* Selected text:

This is a dire, and necessary warning to those of us both inside and outside of the Church. We can all end up in the GSB, even when we think we are holding the iron rod. As I think of the nature of the “Great and Spacious Building,” three qualities come to mind, each represented by a word in the phrase”
- It is impressive. It is a great edifice that people admire greatly. When they see it, they know that its inhabitants have been successful in a material sense. Great structures are matters of great pride to their owners. Nobody wants to live in a “pretty good, spacious building.” We all strive to be the sorts of people that other people are impressed with.
- It is comfortable. Spacious buildings are places where we are comfortable. We don’t have to do the difficult negotiations that come with other people being close to us. We can retreat to a private room whenever we want to. This ability to retreat—to refuse to acknowledge the strangeness of other people and their wants and needs—means that we never have to change the way we see things. We can always go somewhere else in our big, comfy house.
- It is safe. It is a building after all. It shuts out the storms and shelters us from the elements. It keeps people we don’t want in out, and it gives us a great sense of security in our separateness from things that could do us harm.
As I examine my life to date, I must face the fact that I have often chosen safe, comfortable, and impressive options for myself when I would have been better served by caring less about what other people think and taking the kinds of risks that bring growth—even though those risks often bring short-term conflict and discomfort. This, I think, is what it means to live in a “great and spacious building”—and it is the reason that the inhabitants mock those who have made different choices in their lives.
What both Elder Schwitzer and the Book of Mormon tell us so emphatically is that progress in the gospel is rarely comfortable, safe, or impressive (at least in the material sense). The great and spacious building is not what we retreat from; it is what we retreat to. We become disciples when we leave what is comfortable and safe and venture out in the mists. Growth does not occur in safe and comfortable structures. It occurs when we sacrifice the things that make us feel secure and important go take up the cross and follow the Master.

* Problems to solve:
1. Answer from the reflection on the great and spacious building:
(a) Where does it say we can retreat whenever we want to?
(b) What two things does it say a building shuts out or shelters us from?
(c) Who, besides the Book of Mormon, does it say tells us that progress in the gospel is rarely comfortable, safe, or impressive?
2. List the qualities of the great and spacious building that the reflection on it names.
The lines after this text are separate material.

* Data supplied:

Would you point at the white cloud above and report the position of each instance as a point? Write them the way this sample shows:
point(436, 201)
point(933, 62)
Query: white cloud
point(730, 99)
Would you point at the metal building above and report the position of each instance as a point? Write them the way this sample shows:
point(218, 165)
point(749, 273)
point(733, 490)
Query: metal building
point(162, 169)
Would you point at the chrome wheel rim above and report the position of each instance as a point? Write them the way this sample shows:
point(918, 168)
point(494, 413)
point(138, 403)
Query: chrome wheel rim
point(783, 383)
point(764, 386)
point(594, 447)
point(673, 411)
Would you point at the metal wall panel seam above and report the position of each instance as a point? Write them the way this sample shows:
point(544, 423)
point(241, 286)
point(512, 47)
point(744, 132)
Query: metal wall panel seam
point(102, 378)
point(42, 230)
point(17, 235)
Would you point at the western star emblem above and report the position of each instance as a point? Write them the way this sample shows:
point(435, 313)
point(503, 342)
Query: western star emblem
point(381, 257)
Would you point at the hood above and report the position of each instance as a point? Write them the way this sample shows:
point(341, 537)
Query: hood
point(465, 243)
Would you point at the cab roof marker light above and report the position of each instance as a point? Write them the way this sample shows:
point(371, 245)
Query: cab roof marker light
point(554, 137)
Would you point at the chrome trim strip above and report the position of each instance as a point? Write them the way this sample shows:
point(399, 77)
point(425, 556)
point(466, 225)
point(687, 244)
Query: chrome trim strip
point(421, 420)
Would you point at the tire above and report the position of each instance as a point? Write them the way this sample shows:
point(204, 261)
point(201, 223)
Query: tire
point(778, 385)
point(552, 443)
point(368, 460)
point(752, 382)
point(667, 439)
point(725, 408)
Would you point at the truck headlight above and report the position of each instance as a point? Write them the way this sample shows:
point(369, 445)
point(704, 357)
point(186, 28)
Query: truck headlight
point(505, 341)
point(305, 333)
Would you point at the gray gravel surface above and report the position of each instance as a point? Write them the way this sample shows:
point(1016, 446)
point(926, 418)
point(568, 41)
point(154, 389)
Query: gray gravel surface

* Results of the exercise:
1.
(a) To a private room.
(b) The storms and the elements.
(c) Elder Schwitzer.

2. Impressive, comfortable, safe.